**Text provided:**
-- Start --

Re: Report: race conditions in WAL replay routines

From

Tom Lane

Date:

05 February 2012, 19:14:52

Simon Riggs <simon@2ndQuadrant.com> writes:
> Please post the patch rather than fixing directly. There's some subtle
> stuff there and it would be best to discuss first.

And here's a proposed patch for not throwing ERROR during replay of DROP
TABLESPACE.  I had originally thought this would be a one-liner
s/ERROR/LOG/, but on inspection destroy_tablespace_directories() really
needs to be changed too, so that it doesn't throw error for unremovable
directories.

            regards, tom lane

diff --git a/src/backend/commands/tablespace.c b/src/backend/commands/tablespace.c
index 8ed6d06bb2370a54349f2a86ee13e08a381eacf2..ed0c9ea3ee5a372c6926f41fc0fc93ed7d80d6cd 100644
*** a/src/backend/commands/tablespace.c
--- b/src/backend/commands/tablespace.c
*************** create_tablespace_directories(const char
*** 626,634 ****
  /*
   * destroy_tablespace_directories
   *
!  * Attempt to remove filesystem infrastructure
   *
!  * 'redo' indicates we are redoing a drop from XLOG; okay if nothing there
   *
   * Returns TRUE if successful, FALSE if some subdirectory is not empty
   */
--- 626,638 ----
  /*
   * destroy_tablespace_directories
   *
!  * Attempt to remove filesystem infrastructure for the tablespace.

-- End --

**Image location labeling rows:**
-- Start --

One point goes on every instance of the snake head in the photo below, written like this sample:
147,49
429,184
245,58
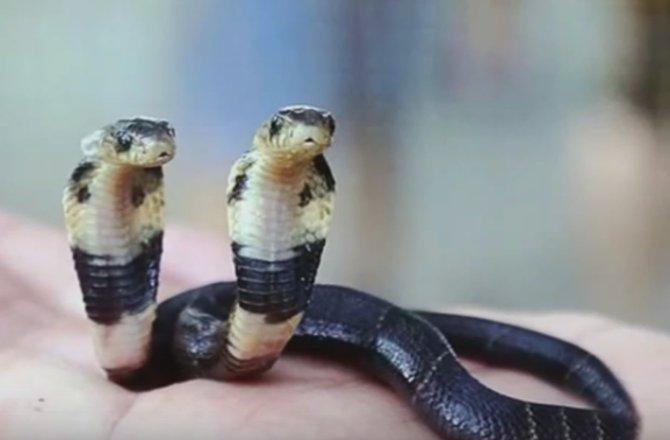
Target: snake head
139,141
296,132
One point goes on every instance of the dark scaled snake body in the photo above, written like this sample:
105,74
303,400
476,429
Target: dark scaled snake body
280,201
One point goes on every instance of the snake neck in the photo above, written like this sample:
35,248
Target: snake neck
115,224
264,223
278,219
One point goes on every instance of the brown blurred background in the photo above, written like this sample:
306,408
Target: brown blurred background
513,154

-- End --

**What you should do:**
Replace "discuss" with "review" in the message, and write out the passage from "Simon Riggs <simon@2ndQuadrant.com>" to "to discuss first.". The rows are not needed for this work.

**Output for this task:**
Simon Riggs <simon@2ndQuadrant.com> writes:
> Please post the patch rather than fixing directly. There's some subtle
> stuff there and it would be best to review first.